Andean Tribunal Upholds Flexible Duration for Compulsory Licenses in Key HIV Drug Case
By Castillo Grau Abogados

On April 27, 2026, the Court of Justice of the Andean Community (TJCA) unanimously rejected an action brought by ViiV Healthcare Company and Shionogi & Co., Ltd. against the Republic of Colombia. The dispute concerned whether Colombia had violated Article 65 of Decision 486 of the Andean Intellectual Property Regime by granting a compulsory license on the Dolutegravir patent without establishing a fixed and definitive duration.
The case arose after Colombia’s Ministry of Health declared in October 2023 that there were public interest grounds to issue a compulsory license for Dolutegravir, a key antiretroviral drug considered by the World Health Organization as an essential medicine for the treatment of HIV/AIDS. The decision came amid a significant increase in HIV cases in Colombia.
In April 2024, Colombia’s Superintendence of Industry and Commerce formally granted the compulsory license. Its duration was subject to several conditions, including the persistence of public interest grounds, the validity of the patent, compliance with regulatory requirements, and a maximum end date of April 28, 2026.

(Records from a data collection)
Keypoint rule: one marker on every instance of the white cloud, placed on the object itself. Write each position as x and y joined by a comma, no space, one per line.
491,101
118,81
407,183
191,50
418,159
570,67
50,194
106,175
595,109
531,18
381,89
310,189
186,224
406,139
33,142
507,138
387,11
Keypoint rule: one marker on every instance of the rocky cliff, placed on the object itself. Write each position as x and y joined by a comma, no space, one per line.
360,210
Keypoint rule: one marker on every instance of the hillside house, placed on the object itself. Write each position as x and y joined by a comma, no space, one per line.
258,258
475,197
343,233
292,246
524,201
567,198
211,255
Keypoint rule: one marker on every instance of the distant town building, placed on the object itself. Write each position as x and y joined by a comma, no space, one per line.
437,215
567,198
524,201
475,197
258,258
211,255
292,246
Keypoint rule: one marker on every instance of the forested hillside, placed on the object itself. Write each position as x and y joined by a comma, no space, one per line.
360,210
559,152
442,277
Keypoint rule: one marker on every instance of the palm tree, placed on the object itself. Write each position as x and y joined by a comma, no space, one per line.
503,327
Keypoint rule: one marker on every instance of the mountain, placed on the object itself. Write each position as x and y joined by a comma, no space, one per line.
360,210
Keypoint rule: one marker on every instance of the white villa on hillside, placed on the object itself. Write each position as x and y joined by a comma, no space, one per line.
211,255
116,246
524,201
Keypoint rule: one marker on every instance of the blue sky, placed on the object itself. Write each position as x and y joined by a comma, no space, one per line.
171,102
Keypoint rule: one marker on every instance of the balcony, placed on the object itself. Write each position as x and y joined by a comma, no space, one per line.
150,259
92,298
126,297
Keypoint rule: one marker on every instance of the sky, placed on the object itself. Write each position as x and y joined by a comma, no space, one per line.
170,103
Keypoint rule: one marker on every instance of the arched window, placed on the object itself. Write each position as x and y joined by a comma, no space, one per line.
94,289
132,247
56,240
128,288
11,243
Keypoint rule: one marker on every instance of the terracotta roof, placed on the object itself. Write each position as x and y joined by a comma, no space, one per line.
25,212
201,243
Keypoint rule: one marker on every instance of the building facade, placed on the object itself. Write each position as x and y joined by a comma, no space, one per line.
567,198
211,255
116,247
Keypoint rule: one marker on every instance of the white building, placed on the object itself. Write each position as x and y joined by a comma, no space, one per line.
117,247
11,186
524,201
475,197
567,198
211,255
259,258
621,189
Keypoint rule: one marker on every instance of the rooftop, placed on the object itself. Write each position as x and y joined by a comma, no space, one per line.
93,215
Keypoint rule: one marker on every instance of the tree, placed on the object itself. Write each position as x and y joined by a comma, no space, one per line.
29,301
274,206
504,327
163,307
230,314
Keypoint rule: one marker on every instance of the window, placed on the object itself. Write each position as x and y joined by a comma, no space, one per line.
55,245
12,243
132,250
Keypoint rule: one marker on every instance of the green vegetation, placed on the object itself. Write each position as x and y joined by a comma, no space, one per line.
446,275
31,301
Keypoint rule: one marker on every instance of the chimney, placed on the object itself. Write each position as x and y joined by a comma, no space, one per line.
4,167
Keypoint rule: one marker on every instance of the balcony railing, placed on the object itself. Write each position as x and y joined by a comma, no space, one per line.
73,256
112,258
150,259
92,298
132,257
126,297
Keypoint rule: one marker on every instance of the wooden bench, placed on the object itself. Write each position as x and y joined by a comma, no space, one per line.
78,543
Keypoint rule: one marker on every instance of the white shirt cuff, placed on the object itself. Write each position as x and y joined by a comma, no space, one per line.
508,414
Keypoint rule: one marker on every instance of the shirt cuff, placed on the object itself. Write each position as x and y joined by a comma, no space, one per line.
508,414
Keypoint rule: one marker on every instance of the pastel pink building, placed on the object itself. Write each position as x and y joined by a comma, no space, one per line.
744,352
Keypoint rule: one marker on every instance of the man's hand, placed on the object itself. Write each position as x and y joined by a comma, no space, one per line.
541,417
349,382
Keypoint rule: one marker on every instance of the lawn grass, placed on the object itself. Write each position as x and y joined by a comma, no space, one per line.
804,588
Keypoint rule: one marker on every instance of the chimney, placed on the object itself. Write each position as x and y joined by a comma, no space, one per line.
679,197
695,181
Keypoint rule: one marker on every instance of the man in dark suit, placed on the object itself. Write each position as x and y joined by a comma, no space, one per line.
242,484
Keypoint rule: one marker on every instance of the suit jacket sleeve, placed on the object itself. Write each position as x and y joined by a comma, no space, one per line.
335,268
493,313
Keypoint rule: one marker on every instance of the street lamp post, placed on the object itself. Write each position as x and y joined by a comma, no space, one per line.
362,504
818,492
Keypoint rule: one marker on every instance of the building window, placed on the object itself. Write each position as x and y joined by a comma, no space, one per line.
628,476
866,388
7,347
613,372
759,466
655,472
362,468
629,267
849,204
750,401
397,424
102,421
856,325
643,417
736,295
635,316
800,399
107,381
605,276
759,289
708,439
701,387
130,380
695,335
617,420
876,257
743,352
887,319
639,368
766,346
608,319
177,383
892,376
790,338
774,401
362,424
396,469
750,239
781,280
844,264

--

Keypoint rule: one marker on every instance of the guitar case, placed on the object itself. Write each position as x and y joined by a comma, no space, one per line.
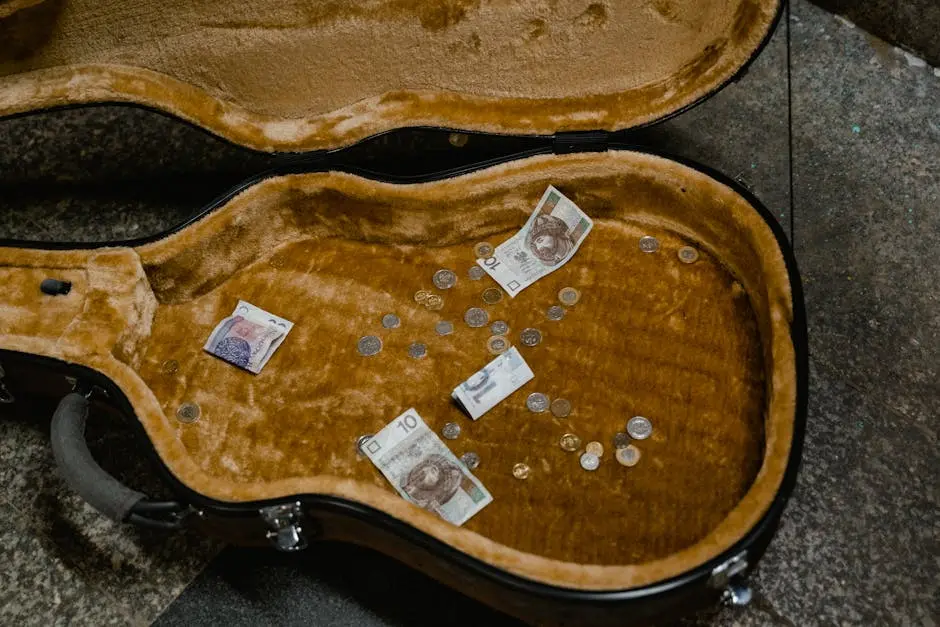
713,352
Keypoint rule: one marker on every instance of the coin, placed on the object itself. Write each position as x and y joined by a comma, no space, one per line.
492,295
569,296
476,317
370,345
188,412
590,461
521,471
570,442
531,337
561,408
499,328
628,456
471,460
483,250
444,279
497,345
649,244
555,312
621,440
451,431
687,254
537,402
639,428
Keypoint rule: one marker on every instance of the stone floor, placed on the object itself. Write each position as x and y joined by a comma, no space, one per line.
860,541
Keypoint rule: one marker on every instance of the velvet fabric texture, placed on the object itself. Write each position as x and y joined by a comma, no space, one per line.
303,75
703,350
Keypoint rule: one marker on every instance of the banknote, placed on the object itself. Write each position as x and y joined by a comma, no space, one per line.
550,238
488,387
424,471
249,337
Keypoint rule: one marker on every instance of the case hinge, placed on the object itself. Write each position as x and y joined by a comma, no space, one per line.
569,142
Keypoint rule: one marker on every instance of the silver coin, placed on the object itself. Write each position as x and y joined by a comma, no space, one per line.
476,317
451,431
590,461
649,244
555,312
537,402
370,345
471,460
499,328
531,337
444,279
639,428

--

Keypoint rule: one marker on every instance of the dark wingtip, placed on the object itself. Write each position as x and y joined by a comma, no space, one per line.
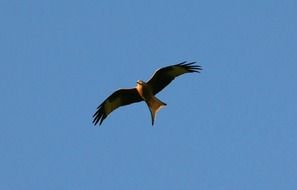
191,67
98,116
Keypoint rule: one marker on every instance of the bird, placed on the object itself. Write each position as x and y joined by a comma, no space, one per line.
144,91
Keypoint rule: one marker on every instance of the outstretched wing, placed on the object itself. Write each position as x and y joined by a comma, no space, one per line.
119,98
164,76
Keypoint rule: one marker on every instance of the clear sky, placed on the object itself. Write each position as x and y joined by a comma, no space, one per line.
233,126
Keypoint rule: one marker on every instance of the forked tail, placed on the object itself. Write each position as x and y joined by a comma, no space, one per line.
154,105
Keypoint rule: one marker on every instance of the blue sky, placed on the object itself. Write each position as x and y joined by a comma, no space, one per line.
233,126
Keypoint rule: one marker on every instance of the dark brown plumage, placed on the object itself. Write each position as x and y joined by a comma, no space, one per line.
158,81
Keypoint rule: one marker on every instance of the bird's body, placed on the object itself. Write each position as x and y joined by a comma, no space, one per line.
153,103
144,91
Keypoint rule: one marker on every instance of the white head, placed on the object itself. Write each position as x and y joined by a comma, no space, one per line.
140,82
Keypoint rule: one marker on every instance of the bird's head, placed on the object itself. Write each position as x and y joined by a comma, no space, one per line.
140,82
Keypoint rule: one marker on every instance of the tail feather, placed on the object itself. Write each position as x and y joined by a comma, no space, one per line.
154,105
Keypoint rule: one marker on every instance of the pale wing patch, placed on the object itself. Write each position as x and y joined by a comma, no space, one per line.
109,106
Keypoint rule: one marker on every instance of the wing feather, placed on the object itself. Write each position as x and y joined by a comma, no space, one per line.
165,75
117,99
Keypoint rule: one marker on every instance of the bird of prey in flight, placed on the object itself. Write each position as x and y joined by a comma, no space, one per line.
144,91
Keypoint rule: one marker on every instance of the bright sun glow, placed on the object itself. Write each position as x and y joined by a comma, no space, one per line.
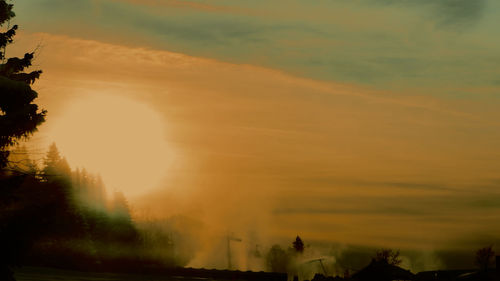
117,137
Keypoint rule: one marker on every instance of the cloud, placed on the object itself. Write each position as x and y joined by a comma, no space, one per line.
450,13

**Required work**:
- a) The article on the Andean court ruling lists the conditions that limited how long the Dolutegravir compulsory license would last. Name all of them.
- b) Write the next part of the article on the Andean court ruling about the Dolutegravir license, starting right after its last sentence.

**Results for each task**:
- a)
- The persistence of public interest grounds
- The validity of the patent
- Compliance with regulatory requirements
- A maximum end date of April 28, 2026

- b)
The claimants argued that Colombia failed to define a genuine temporal limit, as the license depended on the continued existence of public interest conditions without clear termination criteria. Colombia countered that Andean law does not require a fixed calendar date, but rather a duration linked to the circumstances justifying the measure.
The TJCA held that Article 65 allows for both fixed and “determinable” durations, provided that objective and verifiable criteria exist to establish when the license must end. It emphasized that duration may depend on the persistence of the conditions that justified the compulsory license, as long as it is not left entirely open-ended.
The Court also confirmed that Colombia’s framework included sufficient safeguards, such as a maximum end date, legal conditions tied to public health needs, and monitoring mechanisms for HIV treatment access.
As a result, the TJCA dismissed the claim in its entirety, affirming that Colombia complied with Andean Community law.